- Task to complete
Output the line containing "of the oval" and all subsequent lines of the listing below, copied exactly, with no other lines.

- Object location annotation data

□ □ □ □ □

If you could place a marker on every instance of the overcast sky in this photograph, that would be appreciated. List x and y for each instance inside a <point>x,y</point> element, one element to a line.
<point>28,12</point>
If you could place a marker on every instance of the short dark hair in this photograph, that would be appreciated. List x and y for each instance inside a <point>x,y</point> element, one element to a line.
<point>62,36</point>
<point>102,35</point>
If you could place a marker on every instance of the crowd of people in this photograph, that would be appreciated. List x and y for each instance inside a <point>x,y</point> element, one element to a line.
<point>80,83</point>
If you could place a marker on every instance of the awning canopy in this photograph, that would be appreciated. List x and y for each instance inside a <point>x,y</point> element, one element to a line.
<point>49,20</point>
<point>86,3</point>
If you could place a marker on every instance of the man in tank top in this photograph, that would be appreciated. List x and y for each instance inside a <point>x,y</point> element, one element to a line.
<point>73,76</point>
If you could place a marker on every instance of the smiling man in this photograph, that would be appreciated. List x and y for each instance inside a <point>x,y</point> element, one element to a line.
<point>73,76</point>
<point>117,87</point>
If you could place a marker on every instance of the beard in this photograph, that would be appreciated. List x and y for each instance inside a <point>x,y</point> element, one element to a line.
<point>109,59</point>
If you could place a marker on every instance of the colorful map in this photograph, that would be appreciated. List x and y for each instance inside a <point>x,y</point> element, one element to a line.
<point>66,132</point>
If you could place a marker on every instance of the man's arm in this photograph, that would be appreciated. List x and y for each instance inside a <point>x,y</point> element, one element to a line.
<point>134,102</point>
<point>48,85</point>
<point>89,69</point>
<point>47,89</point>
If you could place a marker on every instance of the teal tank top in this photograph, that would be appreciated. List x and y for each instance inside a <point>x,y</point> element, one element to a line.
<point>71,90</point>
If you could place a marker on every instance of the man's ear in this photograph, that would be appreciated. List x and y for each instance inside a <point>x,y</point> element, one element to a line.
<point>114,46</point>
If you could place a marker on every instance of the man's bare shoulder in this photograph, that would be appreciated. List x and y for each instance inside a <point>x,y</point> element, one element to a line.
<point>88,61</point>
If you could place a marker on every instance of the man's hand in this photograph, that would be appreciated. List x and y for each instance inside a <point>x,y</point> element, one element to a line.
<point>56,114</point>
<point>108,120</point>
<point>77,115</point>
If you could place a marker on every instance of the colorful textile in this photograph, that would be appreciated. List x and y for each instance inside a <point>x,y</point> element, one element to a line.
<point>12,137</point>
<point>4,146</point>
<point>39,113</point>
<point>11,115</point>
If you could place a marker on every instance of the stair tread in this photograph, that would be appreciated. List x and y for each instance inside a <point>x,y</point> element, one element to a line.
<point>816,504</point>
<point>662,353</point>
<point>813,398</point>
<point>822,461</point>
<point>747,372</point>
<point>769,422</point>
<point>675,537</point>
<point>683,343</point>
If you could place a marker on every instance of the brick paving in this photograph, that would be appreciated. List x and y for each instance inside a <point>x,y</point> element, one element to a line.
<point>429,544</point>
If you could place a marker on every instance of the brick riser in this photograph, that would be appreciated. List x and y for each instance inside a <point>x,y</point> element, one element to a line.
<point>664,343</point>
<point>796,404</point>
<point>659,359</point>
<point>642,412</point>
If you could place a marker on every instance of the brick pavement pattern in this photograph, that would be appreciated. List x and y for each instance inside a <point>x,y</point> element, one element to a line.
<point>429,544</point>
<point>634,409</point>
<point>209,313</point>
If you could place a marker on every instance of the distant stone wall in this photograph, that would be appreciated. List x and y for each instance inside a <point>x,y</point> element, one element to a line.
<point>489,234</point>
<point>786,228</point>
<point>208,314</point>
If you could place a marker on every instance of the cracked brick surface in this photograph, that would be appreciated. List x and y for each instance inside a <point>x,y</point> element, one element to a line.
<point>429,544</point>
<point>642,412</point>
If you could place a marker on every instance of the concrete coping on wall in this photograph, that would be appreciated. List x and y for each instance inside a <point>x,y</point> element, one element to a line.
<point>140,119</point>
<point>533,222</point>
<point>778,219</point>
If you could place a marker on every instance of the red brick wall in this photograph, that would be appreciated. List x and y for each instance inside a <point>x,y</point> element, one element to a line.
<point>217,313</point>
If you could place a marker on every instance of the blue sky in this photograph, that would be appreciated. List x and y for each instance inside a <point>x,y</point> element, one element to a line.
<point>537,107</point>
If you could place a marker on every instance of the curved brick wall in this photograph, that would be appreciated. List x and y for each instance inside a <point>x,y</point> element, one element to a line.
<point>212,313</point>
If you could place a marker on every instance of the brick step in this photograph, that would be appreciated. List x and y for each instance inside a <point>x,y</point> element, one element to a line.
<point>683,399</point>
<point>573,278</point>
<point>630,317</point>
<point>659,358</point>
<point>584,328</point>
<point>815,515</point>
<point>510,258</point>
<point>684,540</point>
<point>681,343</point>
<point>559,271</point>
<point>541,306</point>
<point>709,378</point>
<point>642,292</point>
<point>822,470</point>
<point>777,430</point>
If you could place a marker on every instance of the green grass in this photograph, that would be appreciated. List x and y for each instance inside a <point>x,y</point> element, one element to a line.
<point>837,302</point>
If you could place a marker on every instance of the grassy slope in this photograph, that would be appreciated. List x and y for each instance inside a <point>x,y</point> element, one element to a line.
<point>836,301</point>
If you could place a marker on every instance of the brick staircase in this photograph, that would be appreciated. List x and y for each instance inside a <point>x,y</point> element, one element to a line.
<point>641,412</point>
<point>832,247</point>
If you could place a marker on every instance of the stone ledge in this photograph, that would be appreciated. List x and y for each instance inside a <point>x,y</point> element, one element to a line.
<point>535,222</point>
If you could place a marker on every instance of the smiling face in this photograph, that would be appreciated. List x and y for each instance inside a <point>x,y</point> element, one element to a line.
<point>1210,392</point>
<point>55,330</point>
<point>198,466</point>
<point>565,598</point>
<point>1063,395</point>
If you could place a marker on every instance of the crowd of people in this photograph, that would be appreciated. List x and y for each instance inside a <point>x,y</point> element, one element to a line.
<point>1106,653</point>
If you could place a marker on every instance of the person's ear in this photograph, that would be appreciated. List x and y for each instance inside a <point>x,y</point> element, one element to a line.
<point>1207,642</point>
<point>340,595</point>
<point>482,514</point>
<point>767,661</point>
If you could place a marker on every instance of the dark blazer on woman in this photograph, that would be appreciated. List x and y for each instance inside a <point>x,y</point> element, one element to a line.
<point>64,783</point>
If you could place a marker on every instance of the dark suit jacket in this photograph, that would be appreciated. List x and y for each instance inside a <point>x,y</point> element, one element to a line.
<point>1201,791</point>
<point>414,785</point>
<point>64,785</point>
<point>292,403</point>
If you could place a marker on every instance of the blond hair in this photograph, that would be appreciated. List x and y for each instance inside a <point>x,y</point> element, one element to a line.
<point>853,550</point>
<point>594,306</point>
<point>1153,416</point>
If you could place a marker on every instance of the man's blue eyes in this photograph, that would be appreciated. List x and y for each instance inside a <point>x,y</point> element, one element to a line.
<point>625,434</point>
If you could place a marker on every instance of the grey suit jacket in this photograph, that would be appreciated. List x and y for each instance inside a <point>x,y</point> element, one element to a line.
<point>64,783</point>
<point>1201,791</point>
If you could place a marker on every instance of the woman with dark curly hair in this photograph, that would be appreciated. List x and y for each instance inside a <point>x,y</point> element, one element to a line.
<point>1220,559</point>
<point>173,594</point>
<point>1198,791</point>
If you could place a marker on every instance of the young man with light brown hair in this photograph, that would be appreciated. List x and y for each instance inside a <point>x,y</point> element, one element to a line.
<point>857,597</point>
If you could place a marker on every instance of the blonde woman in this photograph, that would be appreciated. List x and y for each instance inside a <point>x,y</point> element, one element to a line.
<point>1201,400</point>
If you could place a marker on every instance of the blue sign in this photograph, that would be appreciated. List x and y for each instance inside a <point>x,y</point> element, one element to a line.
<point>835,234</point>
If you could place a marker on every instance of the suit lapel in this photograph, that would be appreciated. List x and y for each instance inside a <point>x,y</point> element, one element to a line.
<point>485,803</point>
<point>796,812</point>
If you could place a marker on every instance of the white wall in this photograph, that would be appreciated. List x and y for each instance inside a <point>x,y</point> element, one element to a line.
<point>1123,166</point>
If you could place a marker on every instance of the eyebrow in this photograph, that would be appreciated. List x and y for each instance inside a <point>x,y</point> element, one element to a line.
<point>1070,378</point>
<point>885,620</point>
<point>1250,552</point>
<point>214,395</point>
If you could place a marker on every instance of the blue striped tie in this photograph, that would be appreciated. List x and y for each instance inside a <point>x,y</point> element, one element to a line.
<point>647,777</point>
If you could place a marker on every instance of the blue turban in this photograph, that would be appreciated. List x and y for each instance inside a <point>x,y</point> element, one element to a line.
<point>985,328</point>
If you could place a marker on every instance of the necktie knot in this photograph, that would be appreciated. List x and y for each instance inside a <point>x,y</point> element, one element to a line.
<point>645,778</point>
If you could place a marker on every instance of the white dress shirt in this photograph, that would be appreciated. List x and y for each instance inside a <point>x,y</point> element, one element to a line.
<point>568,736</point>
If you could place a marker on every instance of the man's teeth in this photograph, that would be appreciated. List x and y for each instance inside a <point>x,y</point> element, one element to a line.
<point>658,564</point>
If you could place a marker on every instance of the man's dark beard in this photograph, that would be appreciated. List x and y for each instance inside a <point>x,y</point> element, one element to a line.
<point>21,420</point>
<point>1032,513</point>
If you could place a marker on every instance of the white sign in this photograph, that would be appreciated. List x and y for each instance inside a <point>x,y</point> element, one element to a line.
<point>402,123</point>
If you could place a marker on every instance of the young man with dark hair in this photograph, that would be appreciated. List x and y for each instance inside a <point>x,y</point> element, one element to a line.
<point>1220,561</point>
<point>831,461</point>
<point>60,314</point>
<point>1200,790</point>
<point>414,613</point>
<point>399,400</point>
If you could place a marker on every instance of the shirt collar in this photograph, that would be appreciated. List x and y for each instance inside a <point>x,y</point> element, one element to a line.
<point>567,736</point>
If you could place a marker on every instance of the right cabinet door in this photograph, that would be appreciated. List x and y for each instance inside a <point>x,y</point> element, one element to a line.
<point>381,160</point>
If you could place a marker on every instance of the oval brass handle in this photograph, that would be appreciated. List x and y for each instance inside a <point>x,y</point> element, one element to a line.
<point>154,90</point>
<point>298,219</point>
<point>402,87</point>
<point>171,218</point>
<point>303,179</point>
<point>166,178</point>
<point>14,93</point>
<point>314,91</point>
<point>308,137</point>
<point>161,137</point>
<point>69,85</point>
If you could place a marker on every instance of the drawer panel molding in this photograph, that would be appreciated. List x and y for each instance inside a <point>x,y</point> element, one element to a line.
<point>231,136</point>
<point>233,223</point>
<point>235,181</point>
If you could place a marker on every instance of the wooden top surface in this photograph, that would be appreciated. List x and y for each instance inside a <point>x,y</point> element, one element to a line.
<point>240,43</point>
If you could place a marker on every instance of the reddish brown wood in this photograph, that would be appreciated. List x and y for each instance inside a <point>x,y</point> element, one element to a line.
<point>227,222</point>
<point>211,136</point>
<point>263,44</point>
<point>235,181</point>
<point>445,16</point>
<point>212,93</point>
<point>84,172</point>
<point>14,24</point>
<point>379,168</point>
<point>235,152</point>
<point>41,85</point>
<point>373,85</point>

□ □ □ □ □

- Right answer
If you could place a marker on every instance of the oval brass handle in this photograph, that would be appreciated. List x and y for each instance inside a <point>x,y</point> element, one element to a line.
<point>154,90</point>
<point>298,219</point>
<point>402,87</point>
<point>171,218</point>
<point>303,179</point>
<point>166,178</point>
<point>14,93</point>
<point>314,91</point>
<point>308,137</point>
<point>161,137</point>
<point>69,85</point>
If you could place a marker on every instance of the drawer panel molding in this photograph, that would be appreciated. List x and y for each instance inside a <point>x,y</point> element, one element to a line.
<point>231,136</point>
<point>233,223</point>
<point>235,181</point>
If you could place a marker on every instance of the wooden top surface in this photograph, that would be appreciated. List x and y for each instance inside a <point>x,y</point> element, one element to a line.
<point>240,43</point>
If you could place a marker on every instance of the reddish brown wood in this photograph, that would be appreciated. List x and y for each instance inside a <point>x,y</point> element, one element to a line.
<point>227,222</point>
<point>211,136</point>
<point>263,44</point>
<point>235,181</point>
<point>445,16</point>
<point>212,93</point>
<point>84,172</point>
<point>14,24</point>
<point>379,168</point>
<point>235,152</point>
<point>41,85</point>
<point>373,85</point>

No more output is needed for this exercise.